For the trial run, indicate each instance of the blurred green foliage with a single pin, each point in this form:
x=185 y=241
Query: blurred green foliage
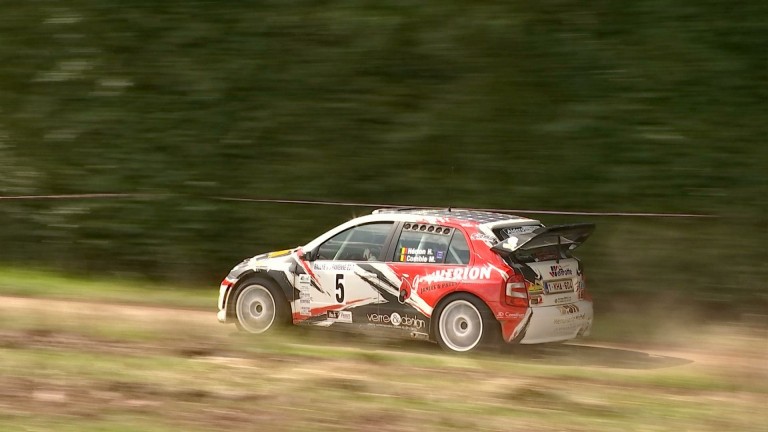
x=617 y=106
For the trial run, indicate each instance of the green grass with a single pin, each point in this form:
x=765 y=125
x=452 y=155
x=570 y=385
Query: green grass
x=50 y=284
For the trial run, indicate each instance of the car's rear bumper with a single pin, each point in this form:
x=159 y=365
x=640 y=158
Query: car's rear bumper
x=558 y=323
x=545 y=324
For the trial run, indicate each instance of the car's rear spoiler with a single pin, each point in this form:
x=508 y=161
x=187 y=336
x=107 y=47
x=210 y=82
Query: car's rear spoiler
x=568 y=236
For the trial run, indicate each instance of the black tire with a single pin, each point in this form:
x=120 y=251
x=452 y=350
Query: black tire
x=463 y=323
x=259 y=307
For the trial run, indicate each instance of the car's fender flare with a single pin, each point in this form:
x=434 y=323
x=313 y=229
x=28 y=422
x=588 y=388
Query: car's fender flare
x=247 y=276
x=446 y=298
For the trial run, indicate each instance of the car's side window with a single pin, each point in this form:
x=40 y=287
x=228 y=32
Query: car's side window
x=458 y=252
x=360 y=243
x=426 y=244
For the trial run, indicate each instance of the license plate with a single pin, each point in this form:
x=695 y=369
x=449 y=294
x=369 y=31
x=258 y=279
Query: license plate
x=564 y=285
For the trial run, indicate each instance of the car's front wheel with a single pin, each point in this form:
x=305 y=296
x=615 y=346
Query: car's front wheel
x=260 y=307
x=464 y=323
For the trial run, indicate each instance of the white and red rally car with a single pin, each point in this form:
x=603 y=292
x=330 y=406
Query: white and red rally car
x=458 y=277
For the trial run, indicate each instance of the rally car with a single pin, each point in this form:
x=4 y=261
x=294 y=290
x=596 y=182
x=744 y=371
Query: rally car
x=461 y=278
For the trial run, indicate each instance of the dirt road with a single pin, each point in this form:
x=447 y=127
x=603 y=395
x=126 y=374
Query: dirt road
x=744 y=355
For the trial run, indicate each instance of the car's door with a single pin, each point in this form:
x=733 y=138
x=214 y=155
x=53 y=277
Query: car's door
x=421 y=257
x=344 y=286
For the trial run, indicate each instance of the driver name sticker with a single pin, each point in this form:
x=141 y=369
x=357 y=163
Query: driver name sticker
x=417 y=255
x=333 y=266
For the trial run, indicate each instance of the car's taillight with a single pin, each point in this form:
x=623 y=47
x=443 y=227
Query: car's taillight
x=515 y=291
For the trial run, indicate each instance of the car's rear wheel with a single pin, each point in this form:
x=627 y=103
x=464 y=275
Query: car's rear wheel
x=260 y=307
x=463 y=324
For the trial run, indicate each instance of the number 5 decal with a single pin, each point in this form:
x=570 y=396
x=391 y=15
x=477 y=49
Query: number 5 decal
x=340 y=288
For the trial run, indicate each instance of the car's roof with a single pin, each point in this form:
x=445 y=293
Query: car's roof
x=461 y=215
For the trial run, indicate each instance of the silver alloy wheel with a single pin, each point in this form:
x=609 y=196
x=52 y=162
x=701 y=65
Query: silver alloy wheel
x=255 y=309
x=460 y=325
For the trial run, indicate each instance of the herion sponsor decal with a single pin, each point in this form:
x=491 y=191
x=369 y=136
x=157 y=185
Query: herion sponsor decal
x=568 y=309
x=333 y=266
x=438 y=286
x=454 y=274
x=558 y=270
x=396 y=319
x=340 y=316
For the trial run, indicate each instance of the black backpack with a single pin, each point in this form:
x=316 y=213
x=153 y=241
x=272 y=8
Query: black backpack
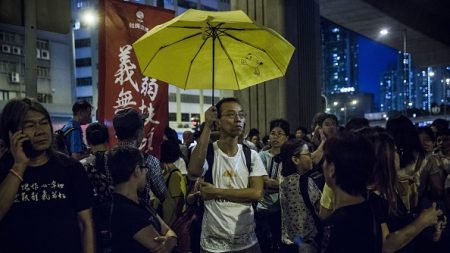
x=60 y=139
x=210 y=160
x=303 y=185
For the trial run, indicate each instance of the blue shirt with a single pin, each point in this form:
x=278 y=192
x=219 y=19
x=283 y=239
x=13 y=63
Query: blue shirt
x=74 y=139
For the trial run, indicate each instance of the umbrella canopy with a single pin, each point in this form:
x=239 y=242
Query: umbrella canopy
x=208 y=50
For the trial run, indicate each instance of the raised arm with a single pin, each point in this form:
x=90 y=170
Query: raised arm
x=10 y=185
x=87 y=230
x=198 y=156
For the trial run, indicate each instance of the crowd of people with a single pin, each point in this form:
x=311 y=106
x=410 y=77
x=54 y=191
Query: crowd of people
x=351 y=188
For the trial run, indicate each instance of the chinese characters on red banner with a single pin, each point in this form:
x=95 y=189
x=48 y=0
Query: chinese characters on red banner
x=121 y=84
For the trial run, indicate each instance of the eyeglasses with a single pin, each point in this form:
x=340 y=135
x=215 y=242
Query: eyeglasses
x=443 y=138
x=277 y=134
x=233 y=114
x=143 y=167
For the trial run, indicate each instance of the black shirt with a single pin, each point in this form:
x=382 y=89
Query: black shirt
x=128 y=218
x=43 y=217
x=352 y=229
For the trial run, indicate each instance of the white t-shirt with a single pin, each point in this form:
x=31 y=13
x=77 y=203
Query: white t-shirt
x=230 y=226
x=181 y=165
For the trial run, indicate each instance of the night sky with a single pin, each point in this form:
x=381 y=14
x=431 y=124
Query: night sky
x=373 y=60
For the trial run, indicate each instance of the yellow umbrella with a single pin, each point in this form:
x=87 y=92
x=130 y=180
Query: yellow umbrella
x=208 y=50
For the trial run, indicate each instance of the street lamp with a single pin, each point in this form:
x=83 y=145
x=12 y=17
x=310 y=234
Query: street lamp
x=430 y=74
x=405 y=62
x=90 y=18
x=345 y=107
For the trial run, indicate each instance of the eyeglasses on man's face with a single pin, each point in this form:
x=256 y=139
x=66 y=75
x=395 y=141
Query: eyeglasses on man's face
x=233 y=114
x=143 y=167
x=277 y=134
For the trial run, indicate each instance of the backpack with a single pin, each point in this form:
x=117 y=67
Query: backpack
x=181 y=205
x=303 y=185
x=60 y=137
x=409 y=186
x=210 y=160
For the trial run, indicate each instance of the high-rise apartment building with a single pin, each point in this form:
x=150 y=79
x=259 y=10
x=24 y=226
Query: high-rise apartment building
x=185 y=106
x=54 y=69
x=340 y=59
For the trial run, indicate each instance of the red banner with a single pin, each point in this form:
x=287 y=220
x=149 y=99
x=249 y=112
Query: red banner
x=121 y=84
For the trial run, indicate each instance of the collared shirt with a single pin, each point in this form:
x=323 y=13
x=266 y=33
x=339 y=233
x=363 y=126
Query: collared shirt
x=155 y=179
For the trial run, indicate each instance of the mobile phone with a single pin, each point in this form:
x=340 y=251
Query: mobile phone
x=27 y=148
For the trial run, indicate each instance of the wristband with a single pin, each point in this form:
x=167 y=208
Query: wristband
x=16 y=174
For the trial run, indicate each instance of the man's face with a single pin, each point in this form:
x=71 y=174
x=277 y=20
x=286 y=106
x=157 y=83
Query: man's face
x=329 y=127
x=328 y=172
x=37 y=127
x=255 y=139
x=443 y=143
x=232 y=119
x=277 y=137
x=299 y=134
x=187 y=137
x=427 y=142
x=85 y=116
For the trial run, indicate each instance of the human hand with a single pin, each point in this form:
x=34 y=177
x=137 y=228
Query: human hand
x=167 y=243
x=211 y=116
x=16 y=141
x=430 y=216
x=207 y=191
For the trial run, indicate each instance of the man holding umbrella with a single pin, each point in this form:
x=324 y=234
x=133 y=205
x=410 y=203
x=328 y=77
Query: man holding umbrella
x=228 y=221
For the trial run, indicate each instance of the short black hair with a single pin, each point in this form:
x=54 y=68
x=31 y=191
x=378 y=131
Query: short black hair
x=444 y=132
x=97 y=133
x=170 y=151
x=81 y=105
x=428 y=131
x=14 y=114
x=440 y=124
x=357 y=123
x=281 y=123
x=406 y=139
x=122 y=161
x=325 y=116
x=126 y=123
x=253 y=132
x=303 y=129
x=171 y=134
x=222 y=101
x=353 y=157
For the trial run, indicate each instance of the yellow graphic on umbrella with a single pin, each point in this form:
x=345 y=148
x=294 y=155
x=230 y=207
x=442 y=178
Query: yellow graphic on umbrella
x=213 y=50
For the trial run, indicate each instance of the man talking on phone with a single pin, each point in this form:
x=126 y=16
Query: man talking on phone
x=45 y=196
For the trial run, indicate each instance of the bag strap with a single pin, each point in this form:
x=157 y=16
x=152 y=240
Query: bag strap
x=303 y=185
x=210 y=160
x=248 y=157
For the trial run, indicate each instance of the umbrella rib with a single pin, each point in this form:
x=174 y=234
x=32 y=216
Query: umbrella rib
x=162 y=47
x=193 y=59
x=185 y=38
x=232 y=64
x=251 y=45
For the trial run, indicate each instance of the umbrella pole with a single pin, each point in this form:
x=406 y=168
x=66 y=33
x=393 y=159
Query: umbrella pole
x=214 y=35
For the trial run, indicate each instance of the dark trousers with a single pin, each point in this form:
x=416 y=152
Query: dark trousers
x=268 y=231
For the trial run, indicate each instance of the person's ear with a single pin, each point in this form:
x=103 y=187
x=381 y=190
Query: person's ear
x=137 y=171
x=295 y=160
x=331 y=170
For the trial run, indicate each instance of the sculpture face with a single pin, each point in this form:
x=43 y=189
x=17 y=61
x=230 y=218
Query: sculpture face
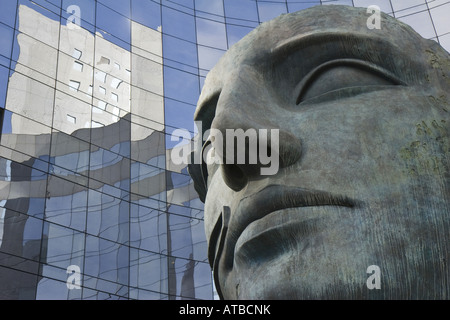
x=364 y=151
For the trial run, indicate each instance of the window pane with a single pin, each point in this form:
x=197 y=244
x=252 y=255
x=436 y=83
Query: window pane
x=117 y=26
x=148 y=229
x=108 y=217
x=66 y=203
x=86 y=13
x=182 y=86
x=147 y=12
x=8 y=12
x=4 y=74
x=6 y=39
x=211 y=33
x=178 y=24
x=268 y=11
x=241 y=9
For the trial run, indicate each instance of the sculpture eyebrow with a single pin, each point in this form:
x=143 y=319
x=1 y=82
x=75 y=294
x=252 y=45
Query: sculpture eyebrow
x=206 y=109
x=347 y=42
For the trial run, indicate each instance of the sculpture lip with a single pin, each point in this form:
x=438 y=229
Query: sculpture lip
x=274 y=198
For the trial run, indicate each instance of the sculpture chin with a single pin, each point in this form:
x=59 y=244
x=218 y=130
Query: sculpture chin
x=281 y=232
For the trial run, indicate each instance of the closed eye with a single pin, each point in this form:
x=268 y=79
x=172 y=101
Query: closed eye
x=343 y=78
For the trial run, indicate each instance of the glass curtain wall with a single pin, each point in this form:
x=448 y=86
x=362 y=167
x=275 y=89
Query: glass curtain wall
x=91 y=204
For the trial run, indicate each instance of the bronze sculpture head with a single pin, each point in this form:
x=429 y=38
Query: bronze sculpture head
x=363 y=118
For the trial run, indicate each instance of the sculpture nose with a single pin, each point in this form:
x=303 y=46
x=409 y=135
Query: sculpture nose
x=250 y=149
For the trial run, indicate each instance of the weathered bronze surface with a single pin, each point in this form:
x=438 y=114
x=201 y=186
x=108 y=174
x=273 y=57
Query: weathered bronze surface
x=364 y=120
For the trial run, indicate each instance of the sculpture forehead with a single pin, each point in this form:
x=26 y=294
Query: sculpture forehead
x=260 y=43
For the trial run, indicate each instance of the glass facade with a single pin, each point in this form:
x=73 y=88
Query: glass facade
x=91 y=205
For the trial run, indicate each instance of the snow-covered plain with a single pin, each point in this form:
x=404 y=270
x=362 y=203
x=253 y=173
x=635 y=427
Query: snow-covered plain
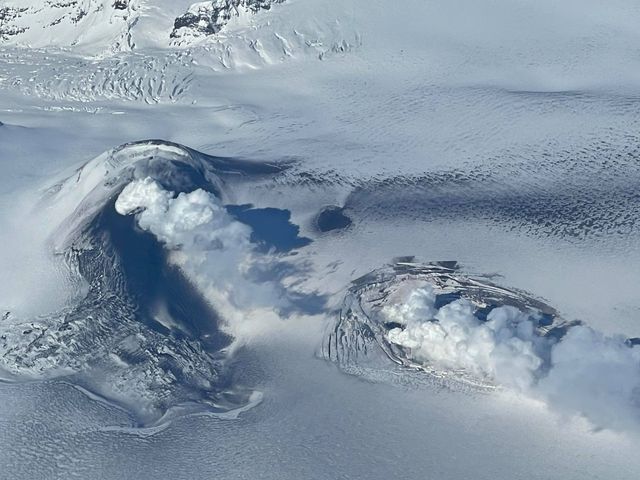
x=502 y=135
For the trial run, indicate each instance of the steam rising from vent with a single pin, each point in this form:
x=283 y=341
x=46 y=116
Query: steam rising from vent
x=215 y=251
x=584 y=372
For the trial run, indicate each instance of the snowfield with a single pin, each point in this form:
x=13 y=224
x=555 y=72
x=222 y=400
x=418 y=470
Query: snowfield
x=319 y=239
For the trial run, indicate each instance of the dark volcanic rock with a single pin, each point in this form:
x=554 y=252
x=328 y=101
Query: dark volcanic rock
x=207 y=18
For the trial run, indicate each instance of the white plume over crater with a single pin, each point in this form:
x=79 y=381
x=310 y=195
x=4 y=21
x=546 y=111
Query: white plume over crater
x=584 y=372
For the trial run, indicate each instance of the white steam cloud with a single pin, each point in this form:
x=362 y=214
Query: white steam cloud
x=213 y=250
x=584 y=373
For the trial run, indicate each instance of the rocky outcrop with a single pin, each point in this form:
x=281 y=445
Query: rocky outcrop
x=208 y=18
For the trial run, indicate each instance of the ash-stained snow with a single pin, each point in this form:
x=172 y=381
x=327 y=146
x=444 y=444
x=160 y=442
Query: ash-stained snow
x=204 y=203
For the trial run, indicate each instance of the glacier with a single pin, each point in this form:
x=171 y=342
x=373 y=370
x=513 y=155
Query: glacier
x=319 y=239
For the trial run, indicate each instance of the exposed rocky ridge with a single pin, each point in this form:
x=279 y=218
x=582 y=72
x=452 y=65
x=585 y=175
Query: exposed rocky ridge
x=208 y=18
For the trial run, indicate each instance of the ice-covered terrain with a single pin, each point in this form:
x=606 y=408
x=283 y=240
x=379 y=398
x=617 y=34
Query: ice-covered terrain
x=319 y=239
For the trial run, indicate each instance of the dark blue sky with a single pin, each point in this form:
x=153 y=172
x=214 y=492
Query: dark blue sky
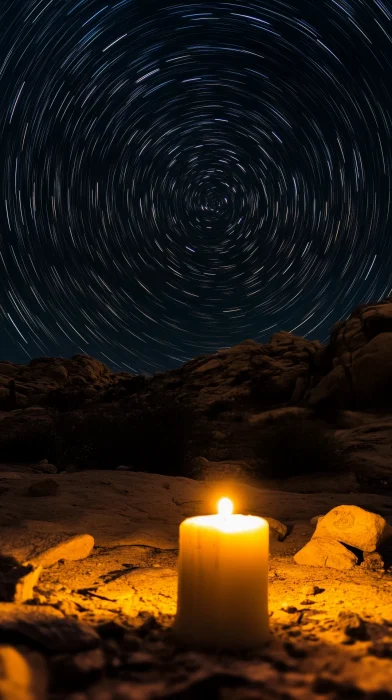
x=177 y=177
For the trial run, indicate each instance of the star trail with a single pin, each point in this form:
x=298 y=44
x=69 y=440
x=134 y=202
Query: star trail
x=176 y=177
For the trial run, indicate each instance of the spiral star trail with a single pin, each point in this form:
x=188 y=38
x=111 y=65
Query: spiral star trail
x=176 y=177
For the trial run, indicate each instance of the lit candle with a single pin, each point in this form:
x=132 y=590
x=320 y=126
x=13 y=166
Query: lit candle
x=223 y=580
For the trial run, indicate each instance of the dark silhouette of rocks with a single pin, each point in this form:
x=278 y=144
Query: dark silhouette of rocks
x=233 y=395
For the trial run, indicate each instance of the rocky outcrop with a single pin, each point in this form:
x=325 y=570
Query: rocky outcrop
x=360 y=358
x=230 y=393
x=348 y=525
x=354 y=526
x=53 y=381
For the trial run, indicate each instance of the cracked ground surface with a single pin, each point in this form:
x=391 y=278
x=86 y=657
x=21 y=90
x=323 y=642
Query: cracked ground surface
x=331 y=631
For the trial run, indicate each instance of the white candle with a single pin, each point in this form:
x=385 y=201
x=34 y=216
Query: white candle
x=223 y=580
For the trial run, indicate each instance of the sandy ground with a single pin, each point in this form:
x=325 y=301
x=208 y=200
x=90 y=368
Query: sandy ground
x=331 y=631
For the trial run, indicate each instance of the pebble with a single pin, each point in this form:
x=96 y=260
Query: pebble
x=352 y=625
x=289 y=609
x=310 y=589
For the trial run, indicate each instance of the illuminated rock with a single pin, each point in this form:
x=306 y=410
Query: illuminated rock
x=354 y=526
x=22 y=678
x=326 y=552
x=17 y=582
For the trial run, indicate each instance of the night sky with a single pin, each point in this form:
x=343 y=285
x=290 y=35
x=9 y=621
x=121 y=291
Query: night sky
x=176 y=177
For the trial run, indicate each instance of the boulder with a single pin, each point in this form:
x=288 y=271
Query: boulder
x=355 y=527
x=373 y=561
x=43 y=549
x=154 y=590
x=368 y=448
x=46 y=628
x=21 y=677
x=45 y=487
x=17 y=581
x=279 y=528
x=325 y=551
x=360 y=360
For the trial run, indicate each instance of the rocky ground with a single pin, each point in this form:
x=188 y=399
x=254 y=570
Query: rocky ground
x=99 y=627
x=51 y=406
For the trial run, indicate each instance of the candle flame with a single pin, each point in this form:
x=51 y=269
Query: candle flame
x=225 y=507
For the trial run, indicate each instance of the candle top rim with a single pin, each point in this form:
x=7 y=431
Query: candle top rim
x=235 y=523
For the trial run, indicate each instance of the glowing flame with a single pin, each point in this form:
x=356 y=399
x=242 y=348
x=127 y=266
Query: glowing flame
x=225 y=507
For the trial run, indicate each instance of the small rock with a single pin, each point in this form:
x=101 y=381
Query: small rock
x=46 y=468
x=278 y=527
x=46 y=487
x=111 y=630
x=373 y=561
x=22 y=677
x=326 y=552
x=353 y=625
x=354 y=526
x=54 y=634
x=310 y=589
x=291 y=609
x=17 y=582
x=43 y=549
x=140 y=661
x=146 y=589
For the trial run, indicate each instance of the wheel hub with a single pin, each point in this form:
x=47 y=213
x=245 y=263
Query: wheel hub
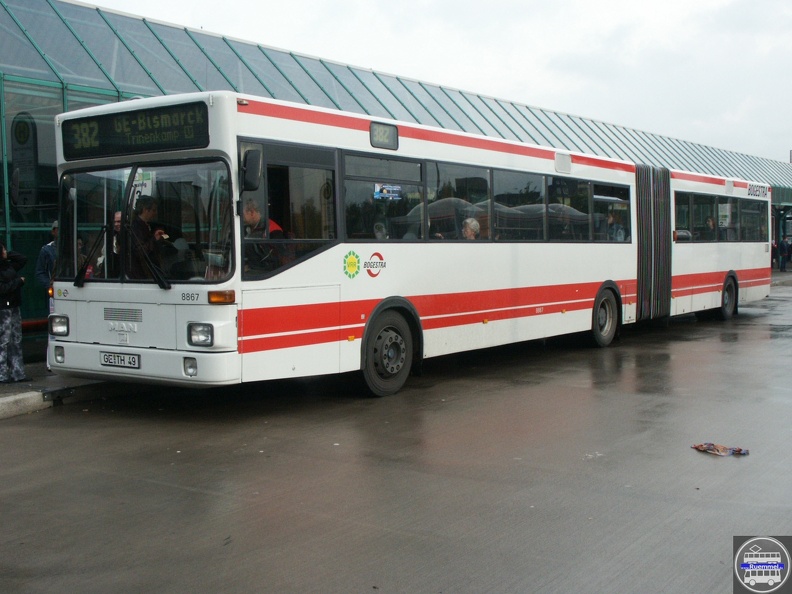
x=390 y=353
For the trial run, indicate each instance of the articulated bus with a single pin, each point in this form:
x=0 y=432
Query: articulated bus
x=214 y=238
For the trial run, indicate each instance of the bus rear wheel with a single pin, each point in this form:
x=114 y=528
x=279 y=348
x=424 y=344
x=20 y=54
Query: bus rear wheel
x=728 y=300
x=388 y=354
x=604 y=319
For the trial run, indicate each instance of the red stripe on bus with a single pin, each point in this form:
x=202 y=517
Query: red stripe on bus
x=438 y=136
x=698 y=178
x=301 y=325
x=478 y=143
x=602 y=163
x=286 y=112
x=700 y=283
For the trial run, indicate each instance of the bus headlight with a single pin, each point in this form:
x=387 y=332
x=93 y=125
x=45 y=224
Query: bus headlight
x=59 y=325
x=199 y=334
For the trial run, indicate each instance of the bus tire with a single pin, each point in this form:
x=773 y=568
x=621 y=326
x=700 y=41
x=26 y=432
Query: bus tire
x=728 y=300
x=388 y=354
x=604 y=318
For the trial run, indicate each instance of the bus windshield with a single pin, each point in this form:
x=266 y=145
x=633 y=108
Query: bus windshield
x=146 y=223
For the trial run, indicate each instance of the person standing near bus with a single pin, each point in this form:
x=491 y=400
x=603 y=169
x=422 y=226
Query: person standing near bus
x=12 y=366
x=45 y=263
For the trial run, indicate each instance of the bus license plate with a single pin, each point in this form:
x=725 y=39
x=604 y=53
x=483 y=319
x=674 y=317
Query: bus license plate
x=119 y=360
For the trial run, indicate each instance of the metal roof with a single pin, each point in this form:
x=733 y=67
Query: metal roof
x=88 y=48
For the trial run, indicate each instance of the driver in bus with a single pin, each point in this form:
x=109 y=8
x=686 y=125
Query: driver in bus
x=145 y=240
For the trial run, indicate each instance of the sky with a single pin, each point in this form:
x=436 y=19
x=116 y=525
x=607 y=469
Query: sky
x=716 y=72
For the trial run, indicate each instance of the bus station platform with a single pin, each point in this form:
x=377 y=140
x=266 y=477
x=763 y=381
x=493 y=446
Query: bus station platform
x=45 y=389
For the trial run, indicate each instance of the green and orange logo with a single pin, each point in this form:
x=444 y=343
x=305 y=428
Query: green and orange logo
x=351 y=264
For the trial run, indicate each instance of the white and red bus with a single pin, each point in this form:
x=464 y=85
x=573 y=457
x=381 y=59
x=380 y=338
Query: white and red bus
x=214 y=238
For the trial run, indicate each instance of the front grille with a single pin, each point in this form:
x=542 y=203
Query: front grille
x=115 y=314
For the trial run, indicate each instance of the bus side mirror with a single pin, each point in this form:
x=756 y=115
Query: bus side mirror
x=251 y=170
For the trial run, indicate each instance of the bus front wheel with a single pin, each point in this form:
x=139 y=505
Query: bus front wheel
x=388 y=354
x=604 y=319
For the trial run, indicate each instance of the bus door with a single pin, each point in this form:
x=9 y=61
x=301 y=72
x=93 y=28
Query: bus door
x=654 y=241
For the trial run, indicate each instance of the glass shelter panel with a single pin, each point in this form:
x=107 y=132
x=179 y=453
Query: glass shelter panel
x=17 y=54
x=568 y=209
x=191 y=57
x=295 y=74
x=151 y=53
x=329 y=83
x=60 y=45
x=30 y=137
x=116 y=59
x=230 y=64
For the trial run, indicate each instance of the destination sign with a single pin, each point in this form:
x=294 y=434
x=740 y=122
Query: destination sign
x=156 y=129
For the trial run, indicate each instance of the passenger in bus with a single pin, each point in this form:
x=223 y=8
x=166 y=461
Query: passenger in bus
x=109 y=266
x=615 y=229
x=145 y=240
x=710 y=230
x=470 y=228
x=12 y=365
x=258 y=255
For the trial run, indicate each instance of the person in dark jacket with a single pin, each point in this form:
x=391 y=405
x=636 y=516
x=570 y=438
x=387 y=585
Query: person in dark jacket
x=12 y=367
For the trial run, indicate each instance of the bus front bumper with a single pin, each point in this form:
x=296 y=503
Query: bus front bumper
x=151 y=366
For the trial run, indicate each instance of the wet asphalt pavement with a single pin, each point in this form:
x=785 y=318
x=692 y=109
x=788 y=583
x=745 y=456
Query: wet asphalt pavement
x=534 y=468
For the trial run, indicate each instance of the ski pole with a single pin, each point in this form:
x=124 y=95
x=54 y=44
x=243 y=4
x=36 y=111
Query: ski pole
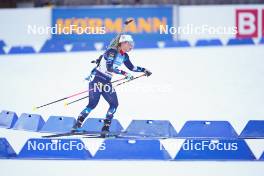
x=66 y=104
x=76 y=94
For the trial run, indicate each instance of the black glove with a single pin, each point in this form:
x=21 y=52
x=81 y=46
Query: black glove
x=147 y=72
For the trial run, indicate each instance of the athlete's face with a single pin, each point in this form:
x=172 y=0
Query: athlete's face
x=127 y=46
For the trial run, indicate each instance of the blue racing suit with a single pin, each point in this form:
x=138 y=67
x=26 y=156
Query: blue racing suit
x=100 y=82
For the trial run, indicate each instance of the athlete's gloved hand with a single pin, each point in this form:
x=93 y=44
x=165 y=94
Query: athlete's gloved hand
x=147 y=72
x=129 y=76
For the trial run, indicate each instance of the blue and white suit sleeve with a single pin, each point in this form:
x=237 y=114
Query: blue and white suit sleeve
x=131 y=67
x=109 y=57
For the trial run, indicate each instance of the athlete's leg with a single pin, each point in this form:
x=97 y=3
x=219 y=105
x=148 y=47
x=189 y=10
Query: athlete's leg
x=110 y=96
x=94 y=97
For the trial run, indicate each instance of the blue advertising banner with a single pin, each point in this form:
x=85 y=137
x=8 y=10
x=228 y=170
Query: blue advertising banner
x=102 y=23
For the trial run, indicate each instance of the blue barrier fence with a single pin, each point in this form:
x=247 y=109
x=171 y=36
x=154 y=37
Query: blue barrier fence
x=202 y=140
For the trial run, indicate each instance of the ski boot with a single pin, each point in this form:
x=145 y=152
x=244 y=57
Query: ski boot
x=77 y=127
x=105 y=130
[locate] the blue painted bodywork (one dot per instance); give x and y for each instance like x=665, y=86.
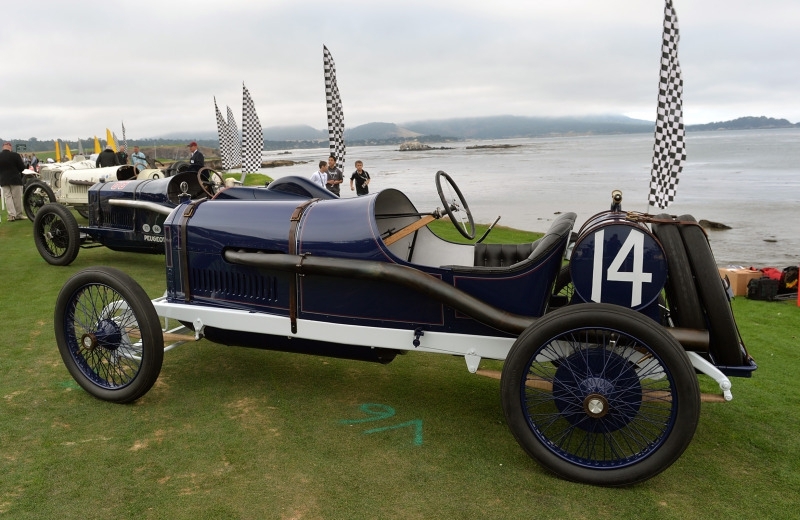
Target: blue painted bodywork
x=340, y=228
x=141, y=230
------------------------
Objective
Rewrite the records from their beginning up to and including the line containing "x=464 y=323", substituting "single marker" for every occurrence of "single pin" and leaving all other text unchanged. Leave the pictures out of your answer.

Result for this exercise
For the trial run, indicate each instance of the blurred green foliage with a single marker, each point in this form:
x=185 y=241
Query: blurred green foliage
x=617 y=106
For the trial run, indicate each instance of the green grass with a single marker, each point in this form:
x=765 y=125
x=452 y=155
x=570 y=385
Query: green grass
x=50 y=284
For the trial run, indicate each instance of the car's rear bumper with a single marker, each point in this form:
x=159 y=365
x=640 y=158
Query: car's rear bumper
x=558 y=323
x=545 y=324
For the trial run, indicate each instance of the car's rear spoiler with a single marker, each point in this form:
x=508 y=161
x=187 y=336
x=107 y=47
x=210 y=82
Query: car's rear spoiler
x=568 y=236
For the trial run, indicate each instance of the black tire with a single marker, each point in this form:
x=120 y=251
x=452 y=350
Query: black tire
x=463 y=323
x=259 y=307
For the trial run, indicate each instance of the car's fender flare with a single marker, each point in this form:
x=434 y=323
x=313 y=229
x=28 y=422
x=588 y=388
Query: car's fender flare
x=247 y=276
x=446 y=298
For the trial run, indicate each instance of the car's side window with a single marker, each point in this form:
x=40 y=287
x=228 y=32
Query: car's side window
x=458 y=252
x=360 y=243
x=426 y=244
For the trial run, indicate each instance of the license plate with a single marker, each point in this form:
x=695 y=369
x=449 y=294
x=369 y=31
x=258 y=279
Query: license plate
x=564 y=285
For the trial run, indicate each instance of the car's front wheel with a single marker, each point in this form:
x=305 y=296
x=615 y=346
Query: car's front wheel
x=260 y=307
x=464 y=323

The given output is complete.